CONSIGNE: D'après le texte sur le début de carrière de la cantatrice, avec quelle maison d'opéra signe-t-elle un contrat de trois ans en 1959 ?

TEXTE:
══════════════════════════════
Une première partie de carrière confidentielle

 Elle se voit alors proposer durant les deux années qui suivent une série de rôles essentiellement germaniques, notamment Chrysothémis, Arabella, Elsa, Eva ainsi que Donna Elvira, quelques rôles italiens, Tosca, Aïda, et même français comme Antonia dans Les Contes d’Hoffmann. En 1959, elle signe un contrat de trois ans avec l’Opéra de Brême. Parallèlement, le Staatsoper de Vienne l’invite pour une série de Salomé qui lui vaudra une médaille. Elle chante ensuite à la Scala (une Fille-fleur restée sans lendemain), à Genève (L’Atlantida de de Falla), et à Lisbonne, (Iphigénie en Tauride). En 1962, elle revient enfin à Barcelone pour la création in loco d’Arabella. La France la découvre en 1963 grâce à André Cabourg qui l’invite à chanter Don Carlos à Rouen puis Donna Elvira aux côtés de Gabriel Bacquier en Don Giovanni. En 1964, Bernard Lefort l’engage à l’Opéra de Marseille pour Marguerite (Faust) et La Comtesse des Noces de Figaro. Entretemps, elle aura épousé le ténor Bernabé Marti, rencontré au cours d’une série de Madame Butterfly au Liceu l’année précédente. Le couple aura deux enfants et restera uni jusqu’au décès de la cantatrice.
══════════════════════════════
LIGNES DE DONNÉES:
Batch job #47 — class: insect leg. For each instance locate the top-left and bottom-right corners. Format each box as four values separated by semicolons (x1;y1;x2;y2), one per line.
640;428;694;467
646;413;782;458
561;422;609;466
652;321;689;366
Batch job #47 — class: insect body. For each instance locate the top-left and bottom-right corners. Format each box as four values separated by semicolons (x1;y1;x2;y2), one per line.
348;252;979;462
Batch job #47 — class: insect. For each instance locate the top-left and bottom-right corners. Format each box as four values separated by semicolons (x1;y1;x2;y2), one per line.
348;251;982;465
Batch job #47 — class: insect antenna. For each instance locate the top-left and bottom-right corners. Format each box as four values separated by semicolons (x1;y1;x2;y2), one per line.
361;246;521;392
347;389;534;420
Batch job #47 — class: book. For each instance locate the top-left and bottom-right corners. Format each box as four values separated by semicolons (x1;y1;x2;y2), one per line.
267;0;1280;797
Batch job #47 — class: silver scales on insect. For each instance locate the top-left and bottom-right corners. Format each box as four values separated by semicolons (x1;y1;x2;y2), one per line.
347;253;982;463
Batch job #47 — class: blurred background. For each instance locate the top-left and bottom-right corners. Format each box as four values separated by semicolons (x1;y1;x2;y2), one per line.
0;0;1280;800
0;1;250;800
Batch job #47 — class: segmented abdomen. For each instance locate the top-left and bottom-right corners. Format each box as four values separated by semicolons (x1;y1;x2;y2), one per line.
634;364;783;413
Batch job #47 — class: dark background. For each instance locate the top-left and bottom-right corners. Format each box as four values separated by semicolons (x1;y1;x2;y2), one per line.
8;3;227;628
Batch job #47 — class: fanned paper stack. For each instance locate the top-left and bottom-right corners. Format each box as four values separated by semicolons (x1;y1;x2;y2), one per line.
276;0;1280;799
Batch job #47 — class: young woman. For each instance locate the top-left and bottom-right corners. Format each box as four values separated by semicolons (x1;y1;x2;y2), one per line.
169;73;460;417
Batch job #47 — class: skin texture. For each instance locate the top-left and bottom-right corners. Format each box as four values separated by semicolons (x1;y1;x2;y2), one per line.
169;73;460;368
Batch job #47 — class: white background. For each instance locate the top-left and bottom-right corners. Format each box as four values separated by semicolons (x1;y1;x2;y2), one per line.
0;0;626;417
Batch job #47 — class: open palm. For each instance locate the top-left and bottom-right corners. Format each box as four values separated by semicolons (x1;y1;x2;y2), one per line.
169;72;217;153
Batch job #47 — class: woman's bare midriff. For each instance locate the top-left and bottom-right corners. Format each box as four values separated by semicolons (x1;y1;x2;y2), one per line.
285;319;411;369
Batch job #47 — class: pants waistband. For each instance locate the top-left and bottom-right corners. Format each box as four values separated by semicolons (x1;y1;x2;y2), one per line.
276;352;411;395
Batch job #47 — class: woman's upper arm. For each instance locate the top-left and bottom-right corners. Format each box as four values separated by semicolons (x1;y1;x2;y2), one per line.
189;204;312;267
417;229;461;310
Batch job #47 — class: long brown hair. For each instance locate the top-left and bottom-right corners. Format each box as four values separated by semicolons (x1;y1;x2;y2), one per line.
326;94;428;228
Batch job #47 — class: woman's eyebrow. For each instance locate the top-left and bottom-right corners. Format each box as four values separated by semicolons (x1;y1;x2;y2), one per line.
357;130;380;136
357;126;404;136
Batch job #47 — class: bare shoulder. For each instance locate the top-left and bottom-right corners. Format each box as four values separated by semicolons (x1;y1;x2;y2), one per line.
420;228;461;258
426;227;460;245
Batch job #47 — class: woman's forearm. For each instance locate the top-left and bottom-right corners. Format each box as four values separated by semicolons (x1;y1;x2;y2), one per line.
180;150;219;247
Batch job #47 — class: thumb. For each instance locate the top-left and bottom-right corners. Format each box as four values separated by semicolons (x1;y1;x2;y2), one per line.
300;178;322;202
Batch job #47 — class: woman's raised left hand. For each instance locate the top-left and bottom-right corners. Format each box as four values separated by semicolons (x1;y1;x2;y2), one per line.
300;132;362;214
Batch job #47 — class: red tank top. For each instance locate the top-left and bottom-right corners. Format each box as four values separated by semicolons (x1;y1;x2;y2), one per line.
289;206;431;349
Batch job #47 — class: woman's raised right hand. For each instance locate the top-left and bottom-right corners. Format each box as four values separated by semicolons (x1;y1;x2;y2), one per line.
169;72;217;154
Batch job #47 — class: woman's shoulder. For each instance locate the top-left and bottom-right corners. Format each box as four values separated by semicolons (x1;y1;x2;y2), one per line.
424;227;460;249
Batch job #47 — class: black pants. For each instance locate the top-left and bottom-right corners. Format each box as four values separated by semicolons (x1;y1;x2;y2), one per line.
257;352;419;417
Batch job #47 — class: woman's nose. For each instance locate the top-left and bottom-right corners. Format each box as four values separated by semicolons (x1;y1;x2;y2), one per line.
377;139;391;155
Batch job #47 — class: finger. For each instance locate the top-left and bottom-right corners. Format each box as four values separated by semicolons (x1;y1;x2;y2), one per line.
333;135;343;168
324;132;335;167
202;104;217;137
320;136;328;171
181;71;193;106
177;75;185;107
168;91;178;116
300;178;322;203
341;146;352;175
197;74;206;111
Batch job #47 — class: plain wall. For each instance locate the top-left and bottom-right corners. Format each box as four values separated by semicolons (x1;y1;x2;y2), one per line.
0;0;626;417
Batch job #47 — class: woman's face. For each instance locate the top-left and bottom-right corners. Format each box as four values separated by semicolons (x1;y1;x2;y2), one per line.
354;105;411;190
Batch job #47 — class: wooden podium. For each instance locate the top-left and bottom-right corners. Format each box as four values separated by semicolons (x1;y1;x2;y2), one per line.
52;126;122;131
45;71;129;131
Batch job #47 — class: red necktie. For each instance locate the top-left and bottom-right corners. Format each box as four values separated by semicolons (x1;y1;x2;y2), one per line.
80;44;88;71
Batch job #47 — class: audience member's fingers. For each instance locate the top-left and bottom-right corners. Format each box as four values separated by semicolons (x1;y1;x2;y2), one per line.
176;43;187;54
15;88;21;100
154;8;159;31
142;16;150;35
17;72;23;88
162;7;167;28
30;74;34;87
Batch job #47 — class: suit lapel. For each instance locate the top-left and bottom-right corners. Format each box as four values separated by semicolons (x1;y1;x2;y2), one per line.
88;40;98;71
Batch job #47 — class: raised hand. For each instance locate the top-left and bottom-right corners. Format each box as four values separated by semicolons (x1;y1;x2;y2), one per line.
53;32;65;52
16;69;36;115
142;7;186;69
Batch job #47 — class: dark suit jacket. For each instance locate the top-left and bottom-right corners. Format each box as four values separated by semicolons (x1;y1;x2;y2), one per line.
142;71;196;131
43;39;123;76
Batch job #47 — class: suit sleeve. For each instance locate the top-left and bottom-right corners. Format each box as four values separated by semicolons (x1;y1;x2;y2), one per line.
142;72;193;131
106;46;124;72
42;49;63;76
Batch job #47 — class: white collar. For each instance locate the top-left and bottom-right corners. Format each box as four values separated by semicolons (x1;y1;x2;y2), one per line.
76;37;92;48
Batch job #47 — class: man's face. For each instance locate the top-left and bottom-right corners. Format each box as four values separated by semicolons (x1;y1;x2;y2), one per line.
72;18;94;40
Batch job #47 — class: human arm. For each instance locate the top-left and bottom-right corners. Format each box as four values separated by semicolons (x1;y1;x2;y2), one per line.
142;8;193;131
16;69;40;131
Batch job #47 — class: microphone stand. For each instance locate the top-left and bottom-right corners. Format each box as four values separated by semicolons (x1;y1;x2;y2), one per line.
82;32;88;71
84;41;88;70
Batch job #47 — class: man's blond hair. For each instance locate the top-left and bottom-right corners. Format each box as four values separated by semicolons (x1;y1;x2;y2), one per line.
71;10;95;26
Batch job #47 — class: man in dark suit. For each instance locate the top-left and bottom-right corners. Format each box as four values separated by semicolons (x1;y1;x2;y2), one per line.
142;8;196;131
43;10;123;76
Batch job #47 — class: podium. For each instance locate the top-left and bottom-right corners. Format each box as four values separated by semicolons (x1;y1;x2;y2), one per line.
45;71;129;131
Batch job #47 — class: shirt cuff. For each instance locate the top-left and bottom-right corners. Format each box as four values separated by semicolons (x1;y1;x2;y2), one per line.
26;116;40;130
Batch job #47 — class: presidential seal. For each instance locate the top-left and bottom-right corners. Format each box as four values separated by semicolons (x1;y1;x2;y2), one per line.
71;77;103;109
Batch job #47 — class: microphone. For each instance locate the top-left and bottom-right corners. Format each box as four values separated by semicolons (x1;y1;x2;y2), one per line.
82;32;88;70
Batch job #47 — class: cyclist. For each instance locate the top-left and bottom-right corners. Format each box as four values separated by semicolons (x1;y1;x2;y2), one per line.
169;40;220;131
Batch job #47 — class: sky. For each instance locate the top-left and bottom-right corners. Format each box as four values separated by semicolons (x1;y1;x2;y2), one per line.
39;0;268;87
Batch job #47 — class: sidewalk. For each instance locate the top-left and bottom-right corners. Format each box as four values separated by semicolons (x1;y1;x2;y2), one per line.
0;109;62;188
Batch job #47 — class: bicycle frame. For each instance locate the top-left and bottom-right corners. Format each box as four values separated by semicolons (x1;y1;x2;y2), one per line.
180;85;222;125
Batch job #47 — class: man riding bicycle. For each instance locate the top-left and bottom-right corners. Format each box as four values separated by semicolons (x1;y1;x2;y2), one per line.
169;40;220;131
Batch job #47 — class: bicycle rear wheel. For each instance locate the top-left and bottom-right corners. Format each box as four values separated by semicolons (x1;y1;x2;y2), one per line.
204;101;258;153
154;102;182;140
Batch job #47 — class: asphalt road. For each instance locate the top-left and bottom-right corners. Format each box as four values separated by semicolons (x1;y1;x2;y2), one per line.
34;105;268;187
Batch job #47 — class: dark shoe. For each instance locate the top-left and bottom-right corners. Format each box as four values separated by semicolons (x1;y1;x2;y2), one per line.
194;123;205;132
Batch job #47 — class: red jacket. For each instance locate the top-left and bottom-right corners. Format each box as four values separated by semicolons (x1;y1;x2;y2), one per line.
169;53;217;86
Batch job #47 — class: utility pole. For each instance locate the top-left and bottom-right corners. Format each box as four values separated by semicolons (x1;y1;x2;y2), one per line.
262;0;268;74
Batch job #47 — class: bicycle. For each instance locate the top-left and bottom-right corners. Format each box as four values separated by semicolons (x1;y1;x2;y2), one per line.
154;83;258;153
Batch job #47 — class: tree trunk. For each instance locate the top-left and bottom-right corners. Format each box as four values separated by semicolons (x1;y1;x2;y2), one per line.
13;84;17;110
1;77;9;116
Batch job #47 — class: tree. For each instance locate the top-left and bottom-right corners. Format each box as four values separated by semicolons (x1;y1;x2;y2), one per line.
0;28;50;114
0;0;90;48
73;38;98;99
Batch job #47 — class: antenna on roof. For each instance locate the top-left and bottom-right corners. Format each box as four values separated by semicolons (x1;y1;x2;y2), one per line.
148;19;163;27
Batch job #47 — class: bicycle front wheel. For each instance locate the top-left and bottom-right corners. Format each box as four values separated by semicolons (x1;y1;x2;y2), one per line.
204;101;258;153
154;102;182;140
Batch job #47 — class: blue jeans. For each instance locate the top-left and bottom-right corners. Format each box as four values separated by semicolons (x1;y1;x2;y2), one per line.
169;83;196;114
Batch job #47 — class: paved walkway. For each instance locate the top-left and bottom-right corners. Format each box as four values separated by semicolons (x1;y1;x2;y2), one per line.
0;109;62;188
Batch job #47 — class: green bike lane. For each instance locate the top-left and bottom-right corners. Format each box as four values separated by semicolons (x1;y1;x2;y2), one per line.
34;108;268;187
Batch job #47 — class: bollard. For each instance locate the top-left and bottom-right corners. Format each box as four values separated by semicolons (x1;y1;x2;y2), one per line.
══════════════════════════════
RÉPONSE RÉDIGÉE: Avec l'Opéra de Brême.